**Location labeling records**

####

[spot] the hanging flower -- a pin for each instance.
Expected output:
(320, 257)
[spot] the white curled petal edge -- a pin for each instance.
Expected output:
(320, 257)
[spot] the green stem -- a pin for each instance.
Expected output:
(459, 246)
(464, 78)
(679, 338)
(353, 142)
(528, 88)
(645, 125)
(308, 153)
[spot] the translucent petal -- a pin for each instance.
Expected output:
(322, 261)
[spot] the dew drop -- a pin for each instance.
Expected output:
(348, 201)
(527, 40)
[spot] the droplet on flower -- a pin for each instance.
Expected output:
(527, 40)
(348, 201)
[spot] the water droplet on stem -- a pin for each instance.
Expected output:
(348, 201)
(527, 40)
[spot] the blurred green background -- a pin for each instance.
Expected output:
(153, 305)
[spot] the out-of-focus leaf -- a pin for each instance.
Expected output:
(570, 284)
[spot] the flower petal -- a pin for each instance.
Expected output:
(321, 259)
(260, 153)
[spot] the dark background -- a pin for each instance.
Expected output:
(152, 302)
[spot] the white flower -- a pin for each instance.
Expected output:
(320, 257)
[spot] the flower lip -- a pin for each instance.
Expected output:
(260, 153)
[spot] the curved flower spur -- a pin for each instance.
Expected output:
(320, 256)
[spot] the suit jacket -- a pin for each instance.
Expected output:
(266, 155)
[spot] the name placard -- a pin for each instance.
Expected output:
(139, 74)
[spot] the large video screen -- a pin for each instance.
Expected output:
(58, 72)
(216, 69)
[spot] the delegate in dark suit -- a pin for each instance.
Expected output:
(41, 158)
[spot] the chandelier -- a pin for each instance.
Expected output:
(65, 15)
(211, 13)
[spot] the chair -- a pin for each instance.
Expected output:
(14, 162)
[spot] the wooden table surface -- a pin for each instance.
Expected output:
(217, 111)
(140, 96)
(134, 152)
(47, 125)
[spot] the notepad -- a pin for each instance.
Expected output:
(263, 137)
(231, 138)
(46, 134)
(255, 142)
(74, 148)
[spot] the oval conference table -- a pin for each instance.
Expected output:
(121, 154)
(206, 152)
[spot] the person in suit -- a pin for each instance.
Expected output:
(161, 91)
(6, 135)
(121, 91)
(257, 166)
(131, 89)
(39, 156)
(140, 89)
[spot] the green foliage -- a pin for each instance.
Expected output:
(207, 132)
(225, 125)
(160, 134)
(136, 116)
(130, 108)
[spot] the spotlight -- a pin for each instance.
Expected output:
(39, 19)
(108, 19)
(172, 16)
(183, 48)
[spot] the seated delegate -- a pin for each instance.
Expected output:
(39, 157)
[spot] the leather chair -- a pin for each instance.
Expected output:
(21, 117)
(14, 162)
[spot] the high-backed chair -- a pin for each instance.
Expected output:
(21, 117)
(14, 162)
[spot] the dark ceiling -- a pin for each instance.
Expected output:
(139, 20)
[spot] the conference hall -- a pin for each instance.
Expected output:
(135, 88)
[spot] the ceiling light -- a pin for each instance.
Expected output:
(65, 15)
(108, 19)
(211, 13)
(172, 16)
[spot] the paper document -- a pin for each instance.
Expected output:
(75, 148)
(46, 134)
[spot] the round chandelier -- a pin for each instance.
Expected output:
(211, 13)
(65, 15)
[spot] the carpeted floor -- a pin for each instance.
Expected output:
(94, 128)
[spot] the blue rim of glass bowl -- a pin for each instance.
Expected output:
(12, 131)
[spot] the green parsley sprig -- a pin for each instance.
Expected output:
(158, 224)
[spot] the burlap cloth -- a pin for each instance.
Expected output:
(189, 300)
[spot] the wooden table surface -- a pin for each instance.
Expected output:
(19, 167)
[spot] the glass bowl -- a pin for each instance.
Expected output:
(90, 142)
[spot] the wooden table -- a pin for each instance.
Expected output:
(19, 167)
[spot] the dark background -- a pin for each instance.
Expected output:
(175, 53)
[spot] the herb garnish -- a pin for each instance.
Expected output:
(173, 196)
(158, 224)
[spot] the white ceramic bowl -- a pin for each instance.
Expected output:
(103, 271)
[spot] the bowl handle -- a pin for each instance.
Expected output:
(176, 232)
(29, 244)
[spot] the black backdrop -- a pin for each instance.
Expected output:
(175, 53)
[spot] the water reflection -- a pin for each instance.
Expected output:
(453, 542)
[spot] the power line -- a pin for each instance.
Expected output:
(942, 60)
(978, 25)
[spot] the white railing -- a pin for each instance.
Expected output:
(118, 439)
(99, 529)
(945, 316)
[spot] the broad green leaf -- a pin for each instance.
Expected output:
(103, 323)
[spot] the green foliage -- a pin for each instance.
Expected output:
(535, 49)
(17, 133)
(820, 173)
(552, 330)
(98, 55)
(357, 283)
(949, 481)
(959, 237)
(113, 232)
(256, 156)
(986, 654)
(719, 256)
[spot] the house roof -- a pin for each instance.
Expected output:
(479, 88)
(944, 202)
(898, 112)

####

**TASK STATEMENT**
Using the listing above, reproduce each line without omission.

**ANSWER**
[spot] the hanging flower -- a pin for each instance.
Expected output:
(320, 257)
[spot] the white curled petal edge -- a pin for each instance.
Expected output:
(320, 257)
[spot] the green stem -- a pin for each instance.
Expected output:
(459, 246)
(464, 78)
(679, 338)
(353, 142)
(528, 88)
(645, 125)
(308, 153)
[spot] the translucent petal -- a pin for each instance.
Expected output:
(322, 261)
[spot] the dew drop -- a pin for each instance.
Expected output:
(348, 201)
(527, 40)
[spot] the droplet on flower -- a pin for each instance.
Expected output:
(527, 40)
(348, 201)
[spot] the water droplet on stem -- a pin for each instance.
Expected output:
(348, 201)
(527, 40)
[spot] the blurred green background -- a pin for each instance.
Expected output:
(153, 305)
[spot] the out-of-focus leaf -- a pin for each instance.
Expected output:
(570, 284)
[spot] the flower petal -- a pin for each instance.
Expected output:
(321, 259)
(260, 153)
[spot] the dark background -- a pin for each instance.
Expected output:
(152, 302)
[spot] the white flower -- a pin for each instance.
Expected output:
(320, 257)
[spot] the flower lip -- a pin for each instance.
Expected output:
(260, 153)
[spot] the curved flower spur -- a pin for each instance.
Expected output:
(320, 256)
[spot] the suit jacket -- a pin for each instance.
Expected output:
(266, 155)
[spot] the name placard -- a pin for each instance.
Expected output:
(139, 74)
[spot] the large video screen -- a pin for each instance.
Expected output:
(58, 72)
(216, 69)
[spot] the delegate in dark suit -- a pin for each instance.
Expected output:
(41, 158)
[spot] the chandelier -- a pin for each instance.
Expected output:
(65, 15)
(211, 13)
[spot] the chair -- a pin for each instance.
Expected output:
(14, 162)
[spot] the wooden table surface -- a pin for each instance.
Expected output:
(217, 111)
(140, 96)
(134, 152)
(47, 125)
[spot] the notepad -- a pin for each instance.
Expected output:
(263, 137)
(231, 138)
(46, 134)
(255, 142)
(74, 148)
[spot] the oval conference table -- a pin for each instance.
Expected output:
(121, 154)
(206, 152)
[spot] the person in suit -- a pin for each instance.
Expected output:
(161, 91)
(6, 135)
(121, 91)
(257, 166)
(131, 89)
(39, 156)
(140, 89)
[spot] the green foliage -- a pin for each instance.
Expected output:
(207, 132)
(225, 125)
(160, 134)
(136, 116)
(130, 108)
[spot] the spotlight -- a pin for each instance.
Expected output:
(39, 19)
(108, 19)
(172, 16)
(183, 48)
[spot] the seated delegate -- a pin for each instance.
Expected output:
(39, 157)
[spot] the leather chair -- a pin for each instance.
Expected output:
(21, 117)
(14, 162)
[spot] the high-backed chair -- a pin for each instance.
Expected output:
(21, 117)
(14, 162)
[spot] the dark ceiling -- a pin for each instance.
Expected output:
(139, 20)
[spot] the conference hall -- a pin for each instance.
Expected output:
(135, 88)
[spot] the ceiling light -- a pin for each instance.
Expected output:
(65, 15)
(108, 19)
(211, 13)
(172, 16)
[spot] the paper document -- a pin for each instance.
Expected output:
(75, 148)
(46, 134)
[spot] the round chandelier -- a pin for each instance.
Expected output:
(211, 13)
(65, 15)
[spot] the carpeted floor -- a pin for each instance.
Expected output:
(94, 128)
[spot] the blue rim of glass bowl -- a pin for each instance.
Expected output:
(12, 131)
[spot] the green parsley sprig -- a pin for each instance.
Expected output:
(158, 224)
[spot] the burlap cloth -- a pin for each instance.
Expected output:
(189, 300)
[spot] the wooden table surface -- a pin for each instance.
Expected output:
(19, 167)
[spot] the glass bowl -- a pin for each instance.
Expected output:
(90, 142)
[spot] the wooden table -- a pin for each instance.
Expected output:
(19, 167)
[spot] the dark background -- a pin for each instance.
Expected output:
(175, 53)
[spot] the herb garnish -- a pin for each instance.
Expected output:
(173, 196)
(158, 224)
[spot] the white ceramic bowl -- a pin for each instance.
Expected output:
(103, 271)
[spot] the bowl handle -- a pin for each instance.
Expected output:
(176, 232)
(29, 244)
[spot] the black backdrop -- a pin for each instance.
Expected output:
(175, 53)
[spot] the water reflection -- a pin for each instance.
Expected output:
(453, 542)
[spot] the power line -- a pin for each instance.
Expected output:
(942, 60)
(978, 25)
[spot] the white railing -- a pin for each instance.
Expected output:
(118, 439)
(99, 529)
(945, 316)
[spot] the broad green leaf -- a pin for each instance.
Expected output:
(103, 323)
[spot] the green foliage -- a pin for each instance.
Expected output:
(535, 49)
(17, 133)
(820, 173)
(552, 330)
(98, 55)
(357, 283)
(949, 481)
(959, 237)
(113, 232)
(256, 156)
(986, 654)
(719, 256)
[spot] the house roof -- a pin for each instance.
Expected output:
(479, 88)
(944, 202)
(898, 112)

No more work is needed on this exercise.